Task brief:
Each line below must be set down exactly; omit any image you find.

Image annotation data
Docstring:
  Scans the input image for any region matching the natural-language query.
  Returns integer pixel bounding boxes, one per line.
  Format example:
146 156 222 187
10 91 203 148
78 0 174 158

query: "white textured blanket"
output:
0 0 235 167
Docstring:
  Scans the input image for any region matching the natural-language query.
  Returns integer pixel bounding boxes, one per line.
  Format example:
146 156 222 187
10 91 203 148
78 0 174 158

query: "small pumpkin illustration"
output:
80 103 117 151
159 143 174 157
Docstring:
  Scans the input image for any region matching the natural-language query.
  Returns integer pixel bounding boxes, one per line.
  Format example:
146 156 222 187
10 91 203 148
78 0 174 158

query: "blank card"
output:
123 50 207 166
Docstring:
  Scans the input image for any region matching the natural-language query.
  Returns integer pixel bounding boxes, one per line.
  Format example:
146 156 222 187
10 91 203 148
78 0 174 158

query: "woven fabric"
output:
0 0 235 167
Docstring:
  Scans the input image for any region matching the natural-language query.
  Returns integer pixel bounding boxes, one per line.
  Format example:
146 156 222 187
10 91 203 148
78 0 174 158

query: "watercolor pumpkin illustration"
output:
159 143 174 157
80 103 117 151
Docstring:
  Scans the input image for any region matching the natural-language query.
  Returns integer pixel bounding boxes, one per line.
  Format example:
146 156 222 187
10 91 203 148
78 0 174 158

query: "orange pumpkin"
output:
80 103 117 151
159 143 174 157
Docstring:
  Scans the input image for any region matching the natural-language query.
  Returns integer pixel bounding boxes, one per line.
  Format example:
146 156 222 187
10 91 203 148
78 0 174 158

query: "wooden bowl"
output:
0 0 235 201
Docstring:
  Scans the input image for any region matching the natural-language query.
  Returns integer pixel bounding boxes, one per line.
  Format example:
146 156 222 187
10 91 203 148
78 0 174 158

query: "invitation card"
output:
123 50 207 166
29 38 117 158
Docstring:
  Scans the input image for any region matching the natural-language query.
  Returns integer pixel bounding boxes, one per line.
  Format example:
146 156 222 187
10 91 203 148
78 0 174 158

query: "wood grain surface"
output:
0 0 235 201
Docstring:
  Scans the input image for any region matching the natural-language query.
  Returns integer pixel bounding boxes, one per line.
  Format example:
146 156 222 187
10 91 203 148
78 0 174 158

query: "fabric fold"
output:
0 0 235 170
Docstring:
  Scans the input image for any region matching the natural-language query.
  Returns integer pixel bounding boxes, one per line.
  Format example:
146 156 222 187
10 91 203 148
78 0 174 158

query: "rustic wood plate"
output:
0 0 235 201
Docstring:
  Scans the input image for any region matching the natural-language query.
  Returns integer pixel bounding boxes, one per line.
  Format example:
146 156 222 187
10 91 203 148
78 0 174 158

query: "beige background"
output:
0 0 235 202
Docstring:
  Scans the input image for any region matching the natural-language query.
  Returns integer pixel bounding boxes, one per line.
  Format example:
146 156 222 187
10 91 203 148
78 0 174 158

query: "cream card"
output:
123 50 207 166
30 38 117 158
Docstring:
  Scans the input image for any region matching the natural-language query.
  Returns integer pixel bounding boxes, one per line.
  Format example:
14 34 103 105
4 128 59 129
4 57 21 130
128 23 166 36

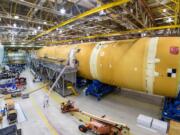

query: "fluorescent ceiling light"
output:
14 15 19 19
99 10 106 15
13 23 17 28
38 26 41 30
166 17 174 23
163 9 167 13
60 8 66 15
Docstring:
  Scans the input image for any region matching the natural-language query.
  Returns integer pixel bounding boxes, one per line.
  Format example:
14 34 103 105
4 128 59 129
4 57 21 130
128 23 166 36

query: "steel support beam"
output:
0 14 53 27
46 25 180 44
10 0 72 17
28 0 130 43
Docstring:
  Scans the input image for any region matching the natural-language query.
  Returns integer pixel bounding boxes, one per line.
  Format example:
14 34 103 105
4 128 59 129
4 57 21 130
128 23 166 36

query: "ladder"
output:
48 65 69 96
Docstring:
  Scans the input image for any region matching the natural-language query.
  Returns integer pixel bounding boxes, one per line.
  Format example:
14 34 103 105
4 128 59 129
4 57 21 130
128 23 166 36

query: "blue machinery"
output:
162 92 180 121
85 80 114 100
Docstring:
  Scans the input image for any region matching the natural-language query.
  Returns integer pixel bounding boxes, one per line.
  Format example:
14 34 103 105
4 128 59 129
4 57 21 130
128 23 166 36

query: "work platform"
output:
30 58 77 97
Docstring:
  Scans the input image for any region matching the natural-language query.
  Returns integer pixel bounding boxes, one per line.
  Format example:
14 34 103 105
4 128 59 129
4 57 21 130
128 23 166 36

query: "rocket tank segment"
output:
38 37 180 97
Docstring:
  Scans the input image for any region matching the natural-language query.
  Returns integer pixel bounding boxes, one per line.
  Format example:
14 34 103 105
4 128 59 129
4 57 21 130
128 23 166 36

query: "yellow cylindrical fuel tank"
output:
37 37 180 97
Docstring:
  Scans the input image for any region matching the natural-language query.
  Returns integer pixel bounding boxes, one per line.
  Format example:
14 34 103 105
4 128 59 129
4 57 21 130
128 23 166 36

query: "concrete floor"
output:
0 70 163 135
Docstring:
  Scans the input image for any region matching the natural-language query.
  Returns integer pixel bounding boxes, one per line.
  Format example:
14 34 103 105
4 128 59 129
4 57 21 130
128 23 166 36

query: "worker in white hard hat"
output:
67 48 80 68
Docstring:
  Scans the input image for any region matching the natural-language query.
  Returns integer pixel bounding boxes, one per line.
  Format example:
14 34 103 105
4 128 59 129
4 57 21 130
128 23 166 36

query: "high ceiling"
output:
0 0 180 47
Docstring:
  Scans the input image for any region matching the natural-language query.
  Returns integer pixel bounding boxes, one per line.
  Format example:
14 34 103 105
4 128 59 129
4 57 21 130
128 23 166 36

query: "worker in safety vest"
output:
67 48 80 68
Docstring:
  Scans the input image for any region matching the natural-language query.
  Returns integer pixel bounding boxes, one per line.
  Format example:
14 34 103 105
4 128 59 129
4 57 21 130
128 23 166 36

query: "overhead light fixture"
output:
166 17 174 23
38 26 41 30
163 9 167 13
59 29 63 34
14 15 19 19
60 8 66 15
99 10 106 16
13 23 17 28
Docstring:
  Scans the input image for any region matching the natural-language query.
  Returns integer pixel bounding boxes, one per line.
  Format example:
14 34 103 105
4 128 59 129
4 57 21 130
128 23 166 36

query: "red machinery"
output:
79 112 130 135
16 77 27 89
61 100 79 113
61 100 130 135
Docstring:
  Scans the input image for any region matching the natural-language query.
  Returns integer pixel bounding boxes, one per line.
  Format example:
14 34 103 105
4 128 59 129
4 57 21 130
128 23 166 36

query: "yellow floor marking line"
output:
43 88 133 135
30 97 59 135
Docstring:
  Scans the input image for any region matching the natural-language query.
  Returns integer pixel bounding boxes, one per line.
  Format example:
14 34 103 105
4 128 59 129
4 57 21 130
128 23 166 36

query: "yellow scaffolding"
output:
46 25 180 44
27 0 130 43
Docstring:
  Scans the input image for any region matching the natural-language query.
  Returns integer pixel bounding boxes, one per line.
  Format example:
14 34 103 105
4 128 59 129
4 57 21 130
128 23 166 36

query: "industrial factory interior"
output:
0 0 180 135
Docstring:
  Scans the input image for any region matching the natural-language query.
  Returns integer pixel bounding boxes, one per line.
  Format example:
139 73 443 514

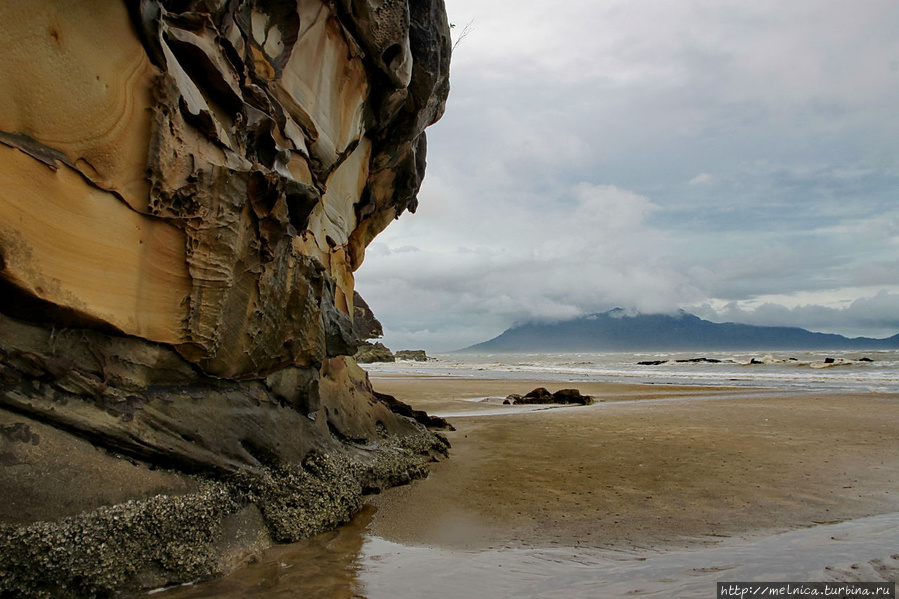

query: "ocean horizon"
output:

Result for this exercise:
Docstring:
  Scans the input image for any region matching the natural-language query.
  Returns integer pixel bounding boxes, one per line.
  Format example:
146 156 222 187
10 91 203 148
78 0 174 158

query: "white textured blanket"
output:
0 0 235 167
Docstring:
  Scans the input image for any region matching the natural-language query.
  Returns integer pixel bounding boxes, one per line.
  Format example:
146 156 222 187
10 91 203 148
78 0 174 158

query: "small pumpkin illustration"
output:
80 103 117 151
159 143 174 157
Docstring:
  Scans the input image for any region matching the natural-language query.
  Returns integer pixel bounding boxes, one per line.
  Format example:
146 156 222 187
10 91 203 148
78 0 174 158

query: "blank card"
output:
123 50 207 166
Docstring:
  Scans the input image for any region matching the natural-language query.
  Returns integer pixel bounding boxes, one per line.
  Format example:
146 156 222 187
10 91 203 148
78 0 174 158

query: "woven fabric"
output:
0 0 235 167
Docstring:
  Scans the input image for any region matching the natural-language query.
  Returns integer pixel bounding boxes, one per line.
  Format example:
146 156 222 187
10 91 203 148
78 0 174 158

query: "watercolor pumpkin illustration"
output:
159 143 174 157
80 103 117 151
Docstring:
  Scans the input image for any region matching the natural-language query.
  Returns integer pixel bounding boxes, one per line.
  Format example:
146 156 222 187
10 91 203 148
78 0 174 158

query: "orange pumpkin"
output:
80 103 117 151
159 143 174 157
Docstring:
  Scans the input image for any region matching the natural-language query.
  Returns integer pixel bounding boxes, one per line.
  Format example:
146 156 222 187
10 91 203 148
78 0 174 158

query: "wooden bowl"
output:
0 0 235 201
Docstring:
  Scans the input image for any region matching the natural-language query.
  Returns integer pixel bounding boxes, one per line.
  Format example:
146 156 222 187
10 91 203 148
78 0 174 158

query: "invitation card"
output:
123 50 207 166
29 38 117 158
Docstring:
  Scans the input image for any region matching the natural-language query.
  Returns integer pixel bounding boxes, one per line.
  Format example:
146 156 222 187
10 91 203 148
78 0 174 158

query: "wood grain surface"
output:
0 0 235 201
Docstring:
  Scans the input image for any region matching the natural-language query.
  Returns integer pixel bounding boxes, one per line.
  Format example:
146 156 222 187
10 91 203 148
78 0 174 158

query: "fabric fold"
output:
0 0 235 170
Docstring:
  Scans the input image for any region matching the natural-language query.
  Returns integer pixel bounding boxes, one per line.
  Format example:
146 156 222 187
10 91 203 148
78 0 174 158

query: "rustic wood plate"
output:
0 0 235 201
Docstring:
  Scans the input image for any region matching the natural-language query.
  Returns integer pixel bounding boxes, one per line.
  Format example:
146 156 222 187
10 91 203 148
78 0 174 158

query: "beige background"
output:
0 0 235 202
Docstring:
  Scans the input image for any region matching the natural-language query.
  Returns integer pixel bounding boxes, one per line.
  Format example:
146 156 222 187
10 91 203 148
78 0 174 158

query: "cream card"
output:
123 50 207 166
30 38 117 158
Docstring:
  Scans the input image for any region matching the natural-language query.
  Returns integer pixel bounding boxes, one per line.
  Format example:
14 34 103 105
4 128 59 129
4 57 21 130
128 23 166 36


query: "fluorescent ceiling light"
output:
14 15 19 19
99 10 106 15
13 23 17 28
38 26 41 30
166 17 174 23
163 9 167 13
60 8 66 15
Docstring:
  Scans the input image for any region matching the natural-language query.
  Returns integer pixel bounding boxes, one per line.
  Format example:
14 34 103 105
4 128 59 129
4 57 21 130
128 23 166 36

query: "steel support beam"
output:
0 14 53 27
46 25 180 44
10 0 72 17
28 0 130 43
Docstring:
  Scans the input image for any region matching the natural-language query.
  Returns integer pixel bounding boxes, one per line.
  Format example:
14 34 103 105
4 128 59 129
4 57 21 130
128 23 166 36

query: "ladder"
output:
48 65 69 96
Docstring:
  Scans the input image for any region matching the natural-language query.
  Returns integer pixel bounding boxes, one per line.
  Format example:
14 34 103 105
4 128 59 129
4 57 21 130
128 23 166 36

query: "blue machinery"
output:
162 92 180 121
85 80 114 100
Docstring:
  Scans the input image for any region matching the natural-language query.
  Returns integer pixel bounding boxes, one per line.
  Format example:
14 34 103 105
4 128 59 129
4 57 21 130
128 23 166 36

query: "work platform"
output:
30 58 77 97
Docstring:
  Scans the input image for any region matching the natural-language query.
  Returns integer pixel bounding boxes, one per line.
  Format example:
14 34 103 105
4 128 59 129
4 57 21 130
128 23 166 36

query: "rocket tank segment"
output:
38 37 180 97
Docstring:
  Scans the input image for any region matching the natural-language query.
  Returns integer pixel bounding boxes, one per line.
  Format example:
14 34 103 105
4 128 59 129
4 57 21 130
128 23 166 36

query: "yellow cylindrical fuel tank"
output:
37 37 180 97
Docstring:
  Scans the input image for any region matching the natural-language query.
  Returns integer pixel bounding boxes, one per line.
  Format example:
14 34 103 105
4 128 59 129
4 57 21 130
128 23 166 36

query: "concrete floor"
output:
0 70 163 135
Docstring:
  Scans the input image for any region matching the natural-language query.
  Returns integer pixel bounding boxes, one per line.
  Format example:
14 34 103 105
4 128 59 129
4 57 21 130
128 23 166 36

query: "worker in white hard hat"
output:
67 48 80 68
Docstring:
  Scans the input image for any region matching the natural-language query.
  Returns integer pixel bounding boxes, one per line.
  Format example:
14 34 103 105
4 128 59 129
4 57 21 130
128 23 166 36

query: "high ceiling"
output:
0 0 180 47
Docstring:
  Scans the input image for any region matching the natural-language query.
  Returns integer pixel bounding boxes, one per line.
  Format example:
14 34 103 105
4 128 59 129
4 57 21 130
128 23 166 36

query: "worker in safety vest"
output:
67 48 80 68
Docstring:
  Scans the input image for any region matching the natural-language query.
  Returns integer pixel bounding boxes, one per line.
  Format example:
14 34 103 105
4 128 59 129
4 57 21 130
128 23 166 36

query: "overhead light fixture"
output:
166 17 174 23
38 26 41 30
163 9 167 13
59 29 63 34
14 15 19 19
60 8 66 15
99 10 106 16
13 23 17 28
Docstring:
  Scans the input image for any region matching the natural-language query.
  Returns integer pixel bounding boxes, one per line.
  Format example:
14 34 103 105
4 128 59 129
4 57 21 130
128 23 166 36

query: "red machinery"
output:
79 112 130 135
16 77 27 89
61 100 79 113
61 100 130 135
Docstring:
  Scans the input image for any region matching the natural-language query.
  Returns integer pixel bounding boxes, one per line.
  Format example:
14 34 103 105
4 128 59 129
4 57 21 130
128 23 166 36

query: "yellow floor marking line"
output:
43 88 133 135
30 97 59 135
Docstring:
  Scans the input image for any region matching the natural-language query.
  Returns integer pixel bounding boxes, one per line.
  Format example:
14 34 103 105
4 128 59 129
4 57 21 130
128 23 166 36

query: "yellow scaffolding"
output:
46 25 180 44
27 0 130 43
Docstring:
  Scans the input image for any region matching the natural-language query.
  Returns integer pixel bounding boxes, one per line.
  Format example:
14 34 103 105
4 128 59 129
4 57 21 130
128 23 166 36

query: "industrial factory interior"
output:
0 0 180 135
Docstring:
  Scans the input image for any region matching the natural-language query.
  Returns integer pixel bounding boxes, one per line.
  Format example:
139 73 443 514


query: "ocean horizon"
output:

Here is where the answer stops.